**Task goal:**
Can you rewrite the lines below, substituting "outline it" for "box it" wherever it occurs and changing nothing else? Please leave the pictures out of your answer.

=-=-=-=-=

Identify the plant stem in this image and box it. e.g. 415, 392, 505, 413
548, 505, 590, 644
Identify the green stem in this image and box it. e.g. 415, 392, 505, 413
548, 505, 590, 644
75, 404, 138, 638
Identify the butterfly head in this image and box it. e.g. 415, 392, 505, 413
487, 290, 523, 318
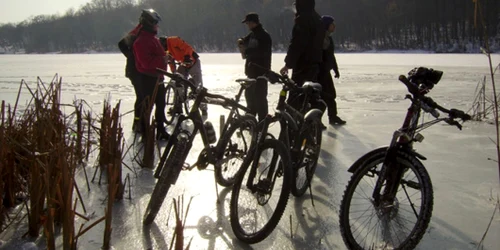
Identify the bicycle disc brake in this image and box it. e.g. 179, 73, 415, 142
196, 149, 208, 170
255, 178, 273, 206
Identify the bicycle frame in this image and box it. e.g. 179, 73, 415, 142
154, 88, 212, 178
155, 80, 249, 178
210, 83, 250, 158
372, 96, 446, 206
246, 82, 322, 192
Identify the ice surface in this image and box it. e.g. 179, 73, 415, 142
0, 54, 500, 249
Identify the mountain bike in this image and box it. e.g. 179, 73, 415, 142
165, 63, 195, 125
339, 67, 471, 249
143, 69, 257, 225
230, 67, 323, 244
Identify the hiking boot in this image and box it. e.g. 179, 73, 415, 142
320, 123, 326, 130
330, 116, 347, 125
132, 119, 142, 133
156, 129, 170, 141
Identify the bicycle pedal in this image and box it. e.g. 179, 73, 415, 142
255, 179, 272, 194
182, 162, 191, 170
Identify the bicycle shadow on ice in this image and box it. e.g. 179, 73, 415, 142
196, 187, 253, 250
283, 192, 344, 249
142, 220, 170, 249
417, 216, 484, 249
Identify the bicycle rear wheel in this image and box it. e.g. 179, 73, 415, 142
230, 139, 292, 244
143, 134, 189, 225
339, 151, 433, 249
214, 116, 256, 187
292, 120, 323, 197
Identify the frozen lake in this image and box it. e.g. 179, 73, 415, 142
0, 54, 500, 249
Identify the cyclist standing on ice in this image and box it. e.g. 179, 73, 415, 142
133, 9, 170, 140
318, 16, 346, 125
238, 13, 272, 121
118, 24, 142, 133
160, 36, 208, 116
280, 0, 325, 108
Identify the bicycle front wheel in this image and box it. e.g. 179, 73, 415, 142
143, 136, 189, 225
230, 139, 292, 244
214, 117, 256, 187
292, 120, 323, 197
339, 151, 433, 249
165, 84, 182, 125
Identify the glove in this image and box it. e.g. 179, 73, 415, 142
183, 55, 193, 68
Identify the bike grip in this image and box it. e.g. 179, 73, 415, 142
156, 68, 196, 90
399, 75, 419, 95
450, 109, 472, 121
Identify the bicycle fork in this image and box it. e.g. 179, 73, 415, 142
246, 116, 278, 194
372, 131, 404, 207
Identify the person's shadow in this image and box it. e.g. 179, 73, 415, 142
192, 187, 253, 250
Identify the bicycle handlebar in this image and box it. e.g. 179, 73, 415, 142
156, 68, 250, 112
399, 75, 471, 121
156, 68, 196, 90
249, 62, 302, 91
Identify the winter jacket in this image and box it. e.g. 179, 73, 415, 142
118, 24, 142, 78
242, 24, 272, 78
321, 36, 339, 75
133, 30, 167, 77
285, 0, 326, 71
162, 36, 200, 71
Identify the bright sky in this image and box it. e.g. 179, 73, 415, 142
0, 0, 91, 23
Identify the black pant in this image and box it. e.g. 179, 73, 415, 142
128, 72, 141, 120
287, 65, 319, 110
245, 79, 269, 121
318, 70, 337, 120
137, 74, 167, 132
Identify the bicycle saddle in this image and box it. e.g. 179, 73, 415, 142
302, 82, 323, 92
236, 78, 257, 88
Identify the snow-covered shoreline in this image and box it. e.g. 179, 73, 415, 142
0, 53, 500, 250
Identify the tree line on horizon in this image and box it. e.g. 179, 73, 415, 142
0, 0, 500, 53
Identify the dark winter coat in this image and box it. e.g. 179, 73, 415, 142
133, 30, 167, 77
243, 25, 272, 78
285, 0, 325, 71
118, 25, 141, 78
321, 36, 339, 75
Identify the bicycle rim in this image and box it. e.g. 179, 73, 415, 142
340, 153, 433, 249
231, 140, 291, 244
165, 84, 177, 125
215, 119, 254, 187
292, 123, 322, 196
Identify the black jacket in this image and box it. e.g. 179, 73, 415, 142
243, 25, 272, 78
321, 36, 339, 74
285, 0, 325, 71
118, 34, 137, 78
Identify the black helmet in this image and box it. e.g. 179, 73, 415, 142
139, 9, 161, 26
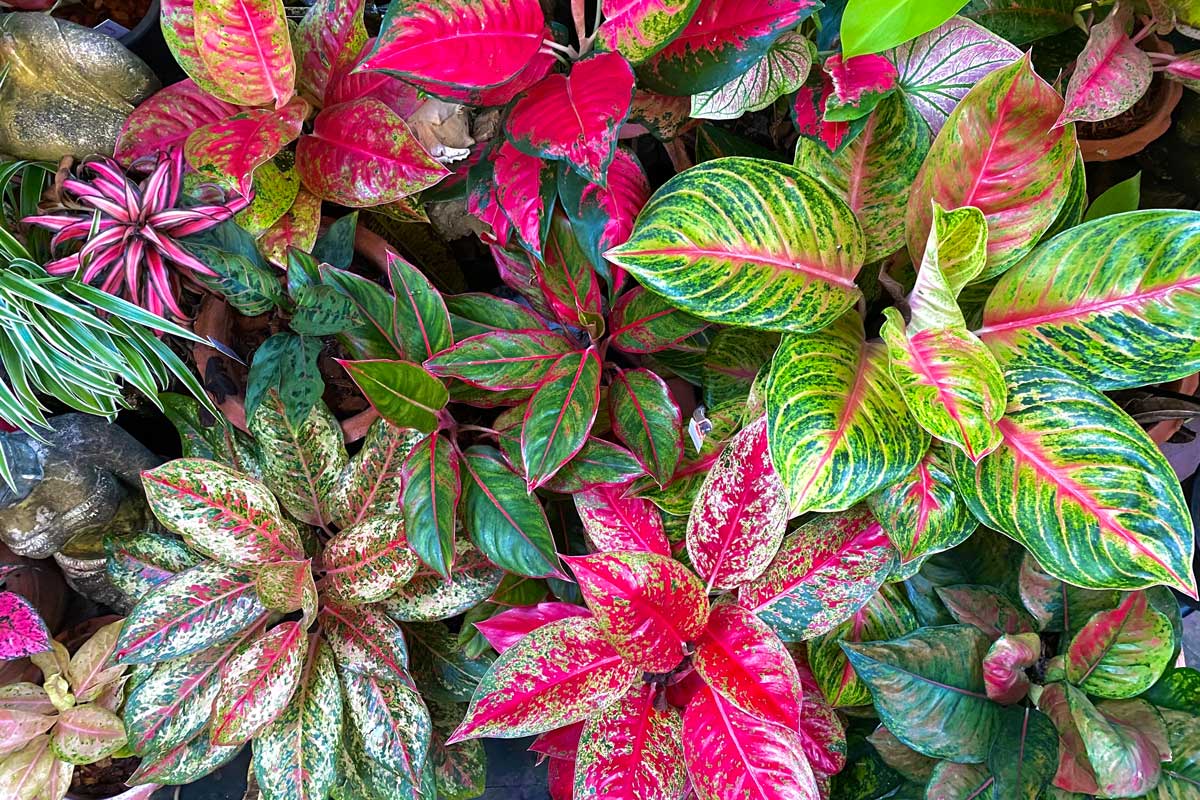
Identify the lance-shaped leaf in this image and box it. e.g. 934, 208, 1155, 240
884, 17, 1021, 134
253, 642, 342, 800
563, 553, 708, 672
691, 31, 816, 121
683, 686, 820, 800
692, 604, 804, 730
142, 458, 301, 566
596, 0, 700, 64
1057, 4, 1154, 125
462, 446, 560, 578
338, 360, 450, 433
983, 633, 1042, 705
193, 0, 296, 108
738, 507, 895, 642
605, 155, 865, 331
521, 348, 601, 492
608, 369, 683, 483
686, 415, 787, 591
296, 97, 450, 207
637, 0, 820, 95
809, 584, 917, 708
866, 446, 979, 564
448, 618, 641, 744
950, 369, 1195, 595
905, 58, 1075, 278
1067, 591, 1175, 699
212, 622, 308, 746
504, 53, 634, 186
796, 95, 930, 261
766, 311, 929, 516
575, 684, 688, 800
114, 561, 266, 663
322, 515, 420, 604
341, 672, 432, 781
401, 434, 462, 578
842, 625, 1001, 763
978, 210, 1200, 390
359, 0, 546, 89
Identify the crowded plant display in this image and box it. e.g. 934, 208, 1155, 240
0, 0, 1200, 800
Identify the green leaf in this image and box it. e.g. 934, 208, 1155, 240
338, 361, 450, 433
950, 369, 1195, 595
766, 311, 929, 515
841, 625, 1001, 763
605, 158, 864, 331
841, 0, 966, 59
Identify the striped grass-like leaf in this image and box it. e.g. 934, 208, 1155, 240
606, 157, 865, 331
766, 311, 929, 515
950, 369, 1196, 596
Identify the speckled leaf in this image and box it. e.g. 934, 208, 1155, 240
950, 369, 1195, 595
905, 58, 1075, 278
637, 0, 821, 95
686, 416, 787, 591
1057, 5, 1154, 125
794, 95, 930, 261
575, 684, 688, 800
115, 561, 266, 663
884, 17, 1021, 134
842, 625, 1001, 763
563, 553, 708, 672
296, 97, 450, 207
809, 584, 917, 708
766, 311, 929, 516
448, 618, 641, 744
605, 158, 865, 331
683, 686, 820, 800
1066, 591, 1175, 699
978, 210, 1200, 390
866, 446, 979, 564
193, 0, 295, 108
738, 507, 896, 642
691, 604, 804, 730
142, 458, 301, 566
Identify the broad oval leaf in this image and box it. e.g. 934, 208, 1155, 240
686, 416, 787, 591
563, 553, 708, 672
950, 369, 1195, 595
842, 625, 1001, 763
978, 210, 1200, 391
905, 56, 1076, 279
296, 97, 450, 207
605, 155, 865, 331
575, 684, 688, 800
1066, 591, 1175, 699
448, 618, 641, 744
738, 507, 896, 642
764, 311, 929, 516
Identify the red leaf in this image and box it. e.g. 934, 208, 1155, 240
296, 97, 450, 207
683, 686, 820, 800
575, 483, 671, 555
692, 604, 804, 730
504, 53, 634, 186
686, 414, 787, 591
563, 553, 708, 672
360, 0, 546, 89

=-=-=-=-=

**Correct answer:**
Identify the plant stem in this image and outline it. e.g. 415, 392, 505, 413
548, 505, 590, 644
Identify the green stem in this image and outline it. e.g. 415, 392, 505, 413
548, 505, 590, 644
75, 404, 138, 638
Identify the butterfly head in this image and outline it. e.g. 415, 392, 505, 413
487, 290, 523, 318
Identify the bicycle disc brake in this image and outline it. e.g. 179, 73, 415, 142
196, 149, 208, 170
255, 178, 273, 206
Identify the bicycle frame in this image and outline it. e.g. 179, 73, 415, 142
154, 88, 212, 178
155, 80, 249, 178
210, 83, 250, 158
372, 96, 446, 206
246, 82, 322, 192
Identify the ice surface in this image and outline it. e.g. 179, 73, 415, 142
0, 54, 500, 249
Identify the mountain bike in this image and outline it. e.g. 179, 73, 415, 142
165, 63, 195, 125
339, 67, 471, 249
143, 69, 257, 225
230, 67, 323, 244
Identify the hiking boot in this image and outline it. e.g. 179, 73, 415, 142
320, 123, 326, 130
330, 116, 347, 125
132, 119, 142, 133
156, 129, 170, 141
Identify the bicycle pedal in this image and outline it. e.g. 179, 73, 415, 142
255, 179, 272, 194
182, 162, 191, 170
Identify the bicycle shadow on ice in this image and outline it. e.g. 179, 73, 415, 142
196, 187, 253, 250
283, 192, 344, 249
142, 220, 170, 249
417, 216, 484, 249
Identify the bicycle rear wheel in this image and outline it. e.g. 179, 73, 415, 142
230, 139, 292, 244
143, 134, 189, 225
339, 151, 433, 249
214, 116, 256, 187
292, 120, 323, 197
Identify the frozen lake in this image and outline it. e.g. 179, 73, 415, 142
0, 54, 500, 249
Identify the cyclist standing on ice in this image and outline it. e.g. 179, 73, 415, 142
133, 9, 170, 140
318, 16, 346, 125
238, 13, 272, 121
118, 24, 142, 133
160, 36, 208, 116
280, 0, 325, 108
Identify the bicycle front wheel in this image and outline it. e.g. 179, 73, 415, 142
143, 136, 189, 225
230, 139, 292, 244
214, 117, 256, 187
292, 120, 323, 197
339, 151, 433, 249
165, 84, 182, 125
Identify the glove in this image and outline it. e.g. 179, 73, 415, 142
183, 55, 193, 68
Identify the bike grip in this image and outline it. e.g. 179, 73, 415, 142
156, 68, 196, 90
399, 75, 419, 95
450, 109, 472, 121
Identify the bicycle fork in this image and outline it. e.g. 179, 73, 415, 142
246, 116, 278, 194
372, 131, 404, 207
Identify the person's shadow in this image and outline it. e.g. 179, 73, 415, 142
192, 187, 253, 250
Identify the bicycle handlebar in this image and outline it. e.g. 179, 73, 415, 142
156, 68, 250, 112
399, 75, 471, 121
156, 68, 196, 90
249, 62, 302, 91
Identify the winter jacket in this image and outline it. e.g. 179, 73, 415, 142
118, 24, 142, 78
242, 24, 272, 78
321, 36, 339, 75
133, 30, 167, 77
285, 0, 326, 71
162, 36, 200, 71
Identify the bright sky in this image and outline it. e.g. 179, 73, 415, 142
0, 0, 91, 23
Identify the black pant in this image and outline it. e.g. 179, 73, 415, 142
128, 72, 141, 120
287, 65, 319, 110
245, 79, 269, 121
318, 70, 337, 120
137, 74, 167, 132
Identify the bicycle saddle in this image and outline it. e.g. 179, 73, 415, 142
302, 82, 323, 92
236, 78, 257, 88
Identify the snow-covered shoreline in this image and outline it. e.g. 179, 73, 415, 142
0, 53, 500, 250
Identify the tree line on horizon in this image and outline it. e.g. 179, 73, 415, 142
0, 0, 500, 53
Identify the dark winter coat in this image and outline it. e.g. 179, 73, 415, 142
133, 30, 167, 77
243, 25, 272, 78
285, 0, 325, 71
118, 25, 141, 78
321, 36, 339, 75
Identify the bicycle rim in this image and outline it. e.g. 179, 73, 415, 142
340, 153, 433, 249
231, 140, 291, 244
165, 84, 177, 125
215, 119, 254, 187
292, 123, 322, 196
Identify the black jacket in this image and outline it. e.g. 179, 73, 415, 142
243, 25, 272, 78
321, 36, 339, 74
285, 0, 325, 71
118, 34, 137, 78
Identify the black helmet in this image and outline it. e.g. 179, 73, 415, 142
139, 9, 161, 26
Identify the lance-shaped leaf in this image and outline it. e.g. 934, 208, 1155, 240
884, 17, 1021, 134
253, 642, 342, 800
563, 553, 708, 672
691, 31, 816, 121
683, 686, 820, 800
692, 604, 804, 730
142, 458, 301, 566
596, 0, 700, 64
1057, 4, 1154, 125
462, 446, 560, 578
338, 360, 450, 433
983, 633, 1042, 705
193, 0, 296, 108
738, 507, 895, 642
605, 155, 865, 331
521, 348, 601, 492
608, 369, 683, 483
686, 415, 787, 591
296, 97, 450, 207
637, 0, 820, 95
809, 584, 917, 708
866, 446, 979, 564
448, 618, 641, 744
950, 369, 1195, 595
905, 58, 1075, 278
1067, 591, 1175, 699
212, 622, 308, 746
504, 53, 634, 186
796, 95, 930, 261
766, 311, 929, 516
575, 684, 688, 800
114, 561, 266, 663
322, 515, 420, 604
341, 672, 432, 781
401, 434, 462, 578
842, 625, 1001, 763
978, 210, 1200, 390
359, 0, 546, 89
Identify the crowded plant display in this image and outline it. e.g. 934, 208, 1155, 240
0, 0, 1200, 800
Identify the green leaf in this image and outline it. e.g. 934, 208, 1155, 240
338, 361, 450, 433
950, 369, 1195, 595
766, 311, 929, 515
841, 625, 1001, 763
605, 158, 864, 331
841, 0, 966, 59
Identify the striped grass-like leaf in this image and outline it. e.g. 934, 208, 1155, 240
606, 157, 865, 331
766, 311, 929, 515
950, 369, 1196, 596
Identify the speckled leaf in this image and outline it. e.g. 934, 208, 1155, 240
950, 369, 1195, 595
905, 58, 1075, 278
637, 0, 821, 95
686, 416, 787, 591
1057, 5, 1154, 125
794, 95, 930, 261
575, 684, 688, 800
115, 561, 266, 663
884, 17, 1021, 134
842, 625, 1001, 763
563, 553, 708, 672
296, 97, 450, 207
809, 584, 917, 708
766, 311, 929, 516
448, 618, 641, 744
605, 158, 865, 331
683, 686, 820, 800
1066, 591, 1175, 699
978, 210, 1200, 390
866, 446, 979, 564
193, 0, 295, 108
738, 507, 896, 642
691, 604, 804, 730
142, 458, 301, 566
Identify the broad oval leaf in this image and outline it. e.g. 934, 208, 1155, 240
686, 416, 787, 591
563, 553, 708, 672
950, 369, 1195, 595
842, 625, 1001, 763
978, 210, 1200, 391
905, 56, 1076, 279
296, 97, 450, 207
605, 155, 865, 331
575, 684, 688, 800
1066, 591, 1175, 699
448, 618, 641, 744
738, 507, 896, 642
764, 311, 929, 516
Identify the red leaf in this image and outline it. e.g. 934, 208, 1155, 240
296, 97, 450, 207
683, 686, 820, 800
575, 483, 671, 555
692, 604, 804, 730
504, 53, 634, 186
686, 414, 787, 591
563, 553, 708, 672
360, 0, 546, 89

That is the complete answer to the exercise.